• PASSAGE PROVIDED:
━━━━━━━━

High-power Narrow-linewidth Fiber Research Articles

5 kW power-level 1050 nm narrow-linewidth fiber amplifier enabled by biconical-tapered active fiber.

Effective wavelength extension is vital in the applications of high-power narrow-linewidth fiber lasers. In this work, we demonstrate a 5-kW power-level narrow-linewidth fiber amplifier at 1050 nm utilizing a homemade biconical-tapered Yb-doped fiber (BT-YDF). Up to ∼4.96 kW fiber laser is achieved with a 3 dB linewidth of ∼0.54 nm and a beam quality factor of Mx 2 = 1.46, My 2 = 1.6. The experimental comparisons reveal that BT-YDF has the advantages of improving a stimulated Raman scattering threshold and balancing transverse mode instability suppression in the fiber amplifier. This work could provide a good reference for extending the operating wavelength of high-power fiber amplifiers.

Evaluation of the impact of weak end feedback on the SBS threshold in high-power narrow-linewidth fiber amplifiers

In this work, we quantitatively investigate the SBS threshold in high-power narrow-linewidth fiber amplifiers seeded with phase-modulated single-frequency lasers in presence of weak end feedback. The impacts of the end feedback and spectral linewidths on the SBS threshold are demonstrated in detail through comparative experiments and numerical simulations, respectively. In the experiment, we have pointed out a practical method to estimate the end reflectivity in high-power fiber amplifiers. Based on this estimation, the SBS threshold characters of the high-power narrow-linewidth fiber amplifiers with different end reflectivity and seed linewidths are investigated. By reducing the end reflectivity, a 2.85 times SBS threshold enhancement has been achieved at the most susceptible linewidth (16.8 GHz). Furthermore, we propose a spectral evolution model to investigate the SBS threshold in high-power narrow-linewidth fiber amplifiers, which is even capable for calculating SBS thresholds of the systems with tens of GHz linewidth while weak end reflection is considered. The simulation results demonstrate that end reflection will obviously affect the SBS threshold when the linewidth of the seed laser is broadened beyond 5 GHz, especially for the spectral linewidth of seed lasers nearing the Brillouin frequency shift. Besides, when the end reflectivity is set to be stronger than -65 dB, the SBS threshold performs a tendency to decline and then rise with the growth of seed linewidth. The experiment and simulation results provide a new optimization sight for the SBS effect suppression in high-power narrow-linewidth fiber amplifiers.

━━━━━━━━

• PROVIDED MATERIAL:

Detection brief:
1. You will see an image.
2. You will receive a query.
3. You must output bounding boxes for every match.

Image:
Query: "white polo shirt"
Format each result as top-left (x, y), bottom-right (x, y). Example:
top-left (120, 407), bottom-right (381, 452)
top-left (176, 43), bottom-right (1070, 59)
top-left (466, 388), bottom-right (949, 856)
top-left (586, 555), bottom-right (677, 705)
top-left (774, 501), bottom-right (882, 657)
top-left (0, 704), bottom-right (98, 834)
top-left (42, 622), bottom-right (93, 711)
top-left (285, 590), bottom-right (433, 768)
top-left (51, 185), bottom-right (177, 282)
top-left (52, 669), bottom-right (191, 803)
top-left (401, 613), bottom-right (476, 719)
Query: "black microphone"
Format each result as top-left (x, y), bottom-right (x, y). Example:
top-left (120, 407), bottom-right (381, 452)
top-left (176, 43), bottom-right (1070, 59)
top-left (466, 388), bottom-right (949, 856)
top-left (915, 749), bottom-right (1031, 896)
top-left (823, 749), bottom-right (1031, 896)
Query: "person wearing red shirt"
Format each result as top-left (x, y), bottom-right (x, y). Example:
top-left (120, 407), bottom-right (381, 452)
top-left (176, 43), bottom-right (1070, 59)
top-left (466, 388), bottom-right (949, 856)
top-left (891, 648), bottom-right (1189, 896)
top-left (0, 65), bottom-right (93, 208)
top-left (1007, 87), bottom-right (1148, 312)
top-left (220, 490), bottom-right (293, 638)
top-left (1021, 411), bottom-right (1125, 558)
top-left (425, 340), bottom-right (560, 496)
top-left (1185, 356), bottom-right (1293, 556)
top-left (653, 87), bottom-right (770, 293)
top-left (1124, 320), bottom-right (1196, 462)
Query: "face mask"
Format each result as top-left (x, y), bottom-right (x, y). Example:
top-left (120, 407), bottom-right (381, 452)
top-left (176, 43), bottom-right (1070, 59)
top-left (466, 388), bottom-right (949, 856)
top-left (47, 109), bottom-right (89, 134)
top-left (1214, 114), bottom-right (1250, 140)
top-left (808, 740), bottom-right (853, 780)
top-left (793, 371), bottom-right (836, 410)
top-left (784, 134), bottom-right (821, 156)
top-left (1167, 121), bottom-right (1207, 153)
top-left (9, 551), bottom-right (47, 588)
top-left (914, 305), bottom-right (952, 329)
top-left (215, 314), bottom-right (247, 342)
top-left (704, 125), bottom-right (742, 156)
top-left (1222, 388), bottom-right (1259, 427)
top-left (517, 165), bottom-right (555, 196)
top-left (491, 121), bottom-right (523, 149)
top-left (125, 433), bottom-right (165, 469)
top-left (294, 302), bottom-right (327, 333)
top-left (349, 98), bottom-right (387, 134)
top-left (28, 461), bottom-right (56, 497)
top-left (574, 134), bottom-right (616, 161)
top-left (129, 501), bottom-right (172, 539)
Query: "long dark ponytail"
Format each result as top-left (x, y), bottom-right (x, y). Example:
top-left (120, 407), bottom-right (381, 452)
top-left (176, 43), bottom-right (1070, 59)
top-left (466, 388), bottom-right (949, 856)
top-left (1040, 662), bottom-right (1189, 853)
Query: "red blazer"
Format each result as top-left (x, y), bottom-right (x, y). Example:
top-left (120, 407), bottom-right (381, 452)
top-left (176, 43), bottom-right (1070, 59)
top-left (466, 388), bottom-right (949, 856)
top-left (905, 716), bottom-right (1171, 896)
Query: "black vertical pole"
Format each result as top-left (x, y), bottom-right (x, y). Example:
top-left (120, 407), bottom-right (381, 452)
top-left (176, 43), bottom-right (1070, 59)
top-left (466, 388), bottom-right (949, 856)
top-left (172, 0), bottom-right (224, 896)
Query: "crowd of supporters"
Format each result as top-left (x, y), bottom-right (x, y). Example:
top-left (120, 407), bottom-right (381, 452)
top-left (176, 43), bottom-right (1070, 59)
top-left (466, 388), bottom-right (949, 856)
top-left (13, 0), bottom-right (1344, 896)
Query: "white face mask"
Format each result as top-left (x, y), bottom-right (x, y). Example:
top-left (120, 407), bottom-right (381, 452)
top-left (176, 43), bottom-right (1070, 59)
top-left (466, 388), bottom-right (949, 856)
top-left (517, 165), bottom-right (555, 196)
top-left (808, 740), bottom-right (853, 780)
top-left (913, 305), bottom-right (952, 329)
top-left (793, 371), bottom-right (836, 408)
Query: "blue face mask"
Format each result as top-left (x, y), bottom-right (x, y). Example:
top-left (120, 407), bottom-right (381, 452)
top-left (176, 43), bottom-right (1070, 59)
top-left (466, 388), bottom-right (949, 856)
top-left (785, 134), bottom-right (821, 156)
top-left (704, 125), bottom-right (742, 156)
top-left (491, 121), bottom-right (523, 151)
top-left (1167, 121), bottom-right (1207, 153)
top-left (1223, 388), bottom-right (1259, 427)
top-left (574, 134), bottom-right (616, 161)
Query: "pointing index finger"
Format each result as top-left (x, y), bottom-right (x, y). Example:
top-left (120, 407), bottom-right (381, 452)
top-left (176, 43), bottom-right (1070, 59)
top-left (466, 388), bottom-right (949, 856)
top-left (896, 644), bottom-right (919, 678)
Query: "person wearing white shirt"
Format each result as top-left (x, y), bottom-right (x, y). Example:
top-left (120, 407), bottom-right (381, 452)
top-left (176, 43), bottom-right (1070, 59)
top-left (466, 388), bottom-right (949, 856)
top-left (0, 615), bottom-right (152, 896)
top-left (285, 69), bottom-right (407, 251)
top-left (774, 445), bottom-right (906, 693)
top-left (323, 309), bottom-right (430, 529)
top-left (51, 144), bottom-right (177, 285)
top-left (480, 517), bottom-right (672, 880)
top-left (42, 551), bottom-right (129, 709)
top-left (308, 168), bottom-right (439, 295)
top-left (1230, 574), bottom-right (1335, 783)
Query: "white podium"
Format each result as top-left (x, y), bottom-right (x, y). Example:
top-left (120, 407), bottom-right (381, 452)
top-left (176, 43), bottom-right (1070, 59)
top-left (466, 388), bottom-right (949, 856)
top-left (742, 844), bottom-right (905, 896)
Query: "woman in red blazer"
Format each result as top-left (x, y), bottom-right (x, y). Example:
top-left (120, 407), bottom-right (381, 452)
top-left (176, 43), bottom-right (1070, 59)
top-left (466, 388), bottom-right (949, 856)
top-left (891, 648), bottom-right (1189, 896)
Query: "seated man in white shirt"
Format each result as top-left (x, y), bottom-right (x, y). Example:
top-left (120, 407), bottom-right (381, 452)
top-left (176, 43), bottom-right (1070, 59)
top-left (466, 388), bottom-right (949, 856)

━━━━━━━━

• JOBS:
A – Reproduce the fiber research articles verbatim, everything from "High-power Narrow-linewidth Fiber Research" down to "of high-power fiber amplifiers.".
B – In the fiber research articles, list every measured output figure reported for the 5 kW power-level 1050 nm amplifier, with its value.

• THE RESPONSES:
A –
High-power Narrow-linewidth Fiber Research Articles

5 kW power-level 1050 nm narrow-linewidth fiber amplifier enabled by biconical-tapered active fiber.

Effective wavelength extension is vital in the applications of high-power narrow-linewidth fiber lasers. In this work, we demonstrate a 5-kW power-level narrow-linewidth fiber amplifier at 1050 nm utilizing a homemade biconical-tapered Yb-doped fiber (BT-YDF). Up to ∼4.96 kW fiber laser is achieved with a 3 dB linewidth of ∼0.54 nm and a beam quality factor of Mx 2 = 1.46, My 2 = 1.6. The experimental comparisons reveal that BT-YDF has the advantages of improving a stimulated Raman scattering threshold and balancing transverse mode instability suppression in the fiber amplifier. This work could provide a good reference for extending the operating wavelength of high-power fiber amplifiers.

B –
- Output power: up to ∼4.96 kW
- 3 dB linewidth: ∼0.54 nm
- Beam quality factor Mx 2: 1.46
- Beam quality factor My 2: 1.6